[WHAT THIS TASK INVOLVES]: Rewrite the stretch of the records from the line containing "Each instance of the fifa" through the end of the records, substituting "football player" for "soccer player" and leaving everything else unchanged.

[ENTRIES]:
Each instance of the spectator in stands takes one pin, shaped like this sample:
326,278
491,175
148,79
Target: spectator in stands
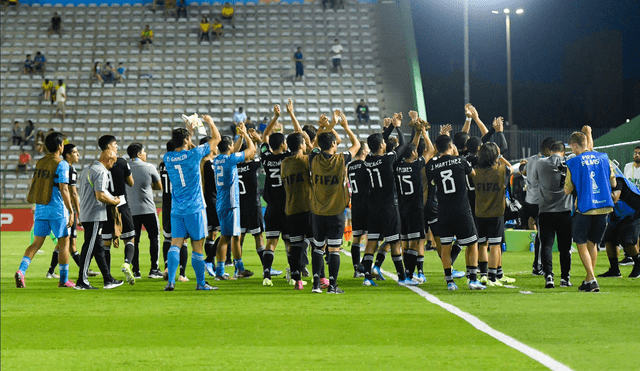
297,58
362,110
120,75
336,55
47,88
16,134
39,62
632,169
217,28
146,37
227,14
23,161
55,24
29,133
204,28
96,73
181,9
28,65
61,98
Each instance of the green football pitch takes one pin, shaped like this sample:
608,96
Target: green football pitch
246,326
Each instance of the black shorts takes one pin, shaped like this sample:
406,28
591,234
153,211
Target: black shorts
412,225
213,223
462,227
275,223
588,228
383,222
622,232
128,229
327,230
251,220
166,222
491,229
299,227
359,217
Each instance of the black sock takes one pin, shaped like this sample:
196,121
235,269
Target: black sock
166,245
367,263
455,251
54,262
260,251
128,252
355,256
183,259
317,264
420,264
382,254
208,250
397,261
484,268
76,258
410,261
334,267
473,273
267,259
613,262
447,275
492,274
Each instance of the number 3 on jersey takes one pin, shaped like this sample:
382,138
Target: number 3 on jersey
448,183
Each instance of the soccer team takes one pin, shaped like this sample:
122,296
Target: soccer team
396,192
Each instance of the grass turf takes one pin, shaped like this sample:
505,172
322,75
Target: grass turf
248,326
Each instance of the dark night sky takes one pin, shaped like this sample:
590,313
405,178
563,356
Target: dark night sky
539,37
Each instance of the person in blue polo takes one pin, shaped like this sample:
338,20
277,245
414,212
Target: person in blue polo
591,176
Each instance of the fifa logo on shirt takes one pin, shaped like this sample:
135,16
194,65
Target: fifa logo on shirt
594,186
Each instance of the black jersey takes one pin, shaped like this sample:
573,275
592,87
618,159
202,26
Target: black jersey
409,184
248,183
471,188
449,174
117,175
382,180
166,187
73,176
273,189
360,184
209,184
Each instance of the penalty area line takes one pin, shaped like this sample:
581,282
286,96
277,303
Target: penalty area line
474,321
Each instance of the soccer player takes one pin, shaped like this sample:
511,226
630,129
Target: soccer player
93,212
384,217
118,176
213,224
228,201
54,211
272,152
143,209
297,186
166,222
71,155
360,185
591,176
329,198
490,176
555,213
449,173
188,217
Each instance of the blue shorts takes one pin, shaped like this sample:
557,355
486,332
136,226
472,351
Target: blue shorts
229,222
193,226
42,227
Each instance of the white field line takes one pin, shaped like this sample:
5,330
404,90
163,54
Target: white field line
534,354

[THE OUTPUT]:
Each instance of the fifa logo on shirt takes one pin, shaped like this sample:
135,16
194,65
Target: fifa logo on shirt
594,186
Each instance of the black jersey takes one pin, shaped like this sample:
573,275
592,87
618,159
202,26
Target: black jersey
409,184
248,183
471,188
449,174
117,175
382,180
166,187
73,176
273,189
360,184
209,184
Each instance of the penalty area line takes one pin, shaped like this sample:
581,282
286,96
277,303
Target: penalty area line
474,321
Each instance of the football player takes one pin, shaped like this sample:
511,226
630,129
Target: football player
93,212
384,217
118,176
213,224
228,201
54,211
272,152
143,209
297,186
166,222
71,155
360,185
591,176
329,198
490,176
555,213
449,173
188,217
Each instance of the blue shorts takes one pin, shaped like this sample:
557,355
486,332
136,226
472,351
Target: blue shorts
229,222
193,226
42,227
Each instance of the white field line takes one pin, shaped like this sample:
5,330
404,90
163,54
Target: white field line
534,354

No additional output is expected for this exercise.